Sehr viele Eltern aber leider auch Trainer haben aus meiner Sicht oft den kurzfristigen Erfolg und Turnierresultate im Fokus und häufig sind Ergebnisse auch das zentrale Kriterium dafür, wer mit Kaderplätzen oder zusätzlicher Förderung belohnt wird. Am Ende entsteht ein Teufelskreis, der eine frühe Ergebnisorientierung mit sich bringt.
Fazit:
Kein europäisches Land hat mehr aktive Badmintonspieler als Deutschland und Sportschulen bieten eine großartige Möglichkeit, die schulische Ausbildung und Leistungssport zu verbinden. Die Potentiale sind riesig und es ist nicht verwunderlich, dass viele andere Nationen der Meinung sind, dass Deutschland aktuell deutlich hinter seinen Möglichkeiten zurückbleibt. Trotz der vielen Spieler ist die Zahl der Standorte, an denen eine richtig gute technische Grundausbildung möglich ist, zu gering, besonders wenn man den Vergleich zu Dänemark zieht. Athleten, die zu Sportschulen wechseln haben häufig noch große technische Defizite und müssen erst einmal umlernen oder sind andernfalls in einigen Bereichen später stark limitiert.
Aus meiner Sicht sollte es also das größte Ziel sein, Vereine und Trainer bei ihrer Arbeit und besonders im Aufbau von nachhaltigen Strukturen zu unterstützen, um langfristig mehr gut ausgebildete Talente zu erhalten. Ein Prozess der logischerweise Zeit benötigt und nicht von heute auf morgen passieren wird, einmal angestoßen könnte er aber die Zukunft des deutschen Badminton maßgeblich verändern.

----------

## DEINE AUFGABEN
1. Stimmen die folgenden Aussagen mit dem Text über das deutsche Badminton überein? Antworte jeweils mit Ja oder Nein und zitiere die entscheidenden Worte wörtlich: (a) Deutschland hat mehr aktive Badmintonspieler als jedes andere europäische Land. (b) Wer an eine Sportschule wechselt, ist technisch meist schon gut ausgebildet. (c) Die Unterstützung von Vereinen und Trainern lässt sich rasch umsetzen.
2. Fasse bitte den Absatz aus dem Text über das deutsche Badminton, der mit „Kein europäisches Land hat“ beginnt, als knappe Liste zusammen und behalte die wichtigsten Fakten bei.
3. Setze den Text über das deutsche Badminton nach seinem letzten Satz fort.
Das anschließende Material stammt aus einer anderen Quelle.

## Daten zur Punktlokalisierung

----------

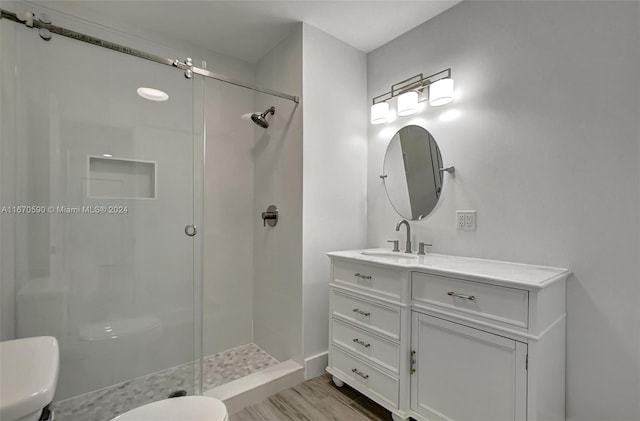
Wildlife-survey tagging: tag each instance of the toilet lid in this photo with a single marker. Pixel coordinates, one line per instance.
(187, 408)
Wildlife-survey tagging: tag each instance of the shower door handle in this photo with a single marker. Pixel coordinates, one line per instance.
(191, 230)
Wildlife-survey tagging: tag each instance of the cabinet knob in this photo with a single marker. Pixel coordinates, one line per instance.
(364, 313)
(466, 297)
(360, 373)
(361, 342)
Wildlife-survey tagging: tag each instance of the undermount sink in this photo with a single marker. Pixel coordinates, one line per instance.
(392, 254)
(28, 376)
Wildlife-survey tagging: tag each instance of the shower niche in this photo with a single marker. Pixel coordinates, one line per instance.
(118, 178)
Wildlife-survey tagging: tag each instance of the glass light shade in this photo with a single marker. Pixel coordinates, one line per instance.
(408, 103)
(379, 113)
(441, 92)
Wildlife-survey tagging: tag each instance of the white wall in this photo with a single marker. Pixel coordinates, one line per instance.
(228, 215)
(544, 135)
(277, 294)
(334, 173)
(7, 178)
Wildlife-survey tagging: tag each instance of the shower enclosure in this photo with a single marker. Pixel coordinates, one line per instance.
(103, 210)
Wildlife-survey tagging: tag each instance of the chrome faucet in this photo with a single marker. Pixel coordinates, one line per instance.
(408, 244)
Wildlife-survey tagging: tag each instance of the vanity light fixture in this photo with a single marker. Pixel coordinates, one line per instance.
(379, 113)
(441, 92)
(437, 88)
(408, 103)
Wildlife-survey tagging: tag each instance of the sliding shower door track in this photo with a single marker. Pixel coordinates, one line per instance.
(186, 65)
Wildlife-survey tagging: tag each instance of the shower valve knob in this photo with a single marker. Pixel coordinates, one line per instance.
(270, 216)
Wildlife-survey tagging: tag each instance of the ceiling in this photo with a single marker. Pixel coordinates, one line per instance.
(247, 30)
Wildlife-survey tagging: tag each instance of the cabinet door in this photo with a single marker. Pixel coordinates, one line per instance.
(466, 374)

----------

## NUMMERIERTE ANTWORTEN
1.
(a) Ja: „Kein europäisches Land hat mehr aktive Badmintonspieler als Deutschland“
(b) Nein: „Athleten, die zu Sportschulen wechseln haben häufig noch große technische Defizite“
(c) Nein: „nicht von heute auf morgen passieren wird“

2.
- Kein europäisches Land hat mehr aktive Badmintonspieler als Deutschland.
- Sportschulen verbinden schulische Ausbildung und Leistungssport.
- Das Potential ist riesig, doch viele andere Nationen sehen Deutschland deutlich hinter seinen Möglichkeiten.
- Es gibt zu wenige Standorte mit richtig guter technischer Grundausbildung, besonders im Vergleich zu Dänemark.
- Athleten, die an Sportschulen wechseln, haben oft große technische Defizite: Sie müssen umlernen oder bleiben später in einigen Bereichen stark limitiert.

3.
7 Antworten
Eine klare und eindeutige Analyse, die für Kenner allerdings nicht neu ist!
Dem erfolgreichen Techniktraining wird meiner Meinung nach in der Trainerausbildung viel zu wenig Zeit gewidmet!
Dementsprechend SCHLECHT ist die Grundausbildung unserer Nachwuchs-Talente.
Und extreme technische Defizite beklage ich seit Jahren auch bei unseren Top-SpielerInnen; so können keine erstrebten Erfolge im Internationalen Bereich erreicht werden!
ja die Erkenntnisse sind für viele sicher nichts Neues und auch mir waren viele der Sachen vorher eigentlich schon bewusst. Besonders die Arbeit im Verein in Solrod zu sehen und zu spüren wie die Badmintonkultur dort gelebt wird war dann aber doch noch einmal etwas anderes als es nur aus Erzählungen zu hören und hat mich noch einmal extrem inspiriert und mir neue Impulse gegeben.
Nice reflextion Tobi.
Vielen Dank =)
„60 Minuten Hallentraining mit klarem technischem Schwerpunkt, gepaart mit zahlreichen Teamspielen und Halbfeldwettkämpfen.“ @Tobi: wärst Du so nett und würdest das ein bisschen detaillieren ?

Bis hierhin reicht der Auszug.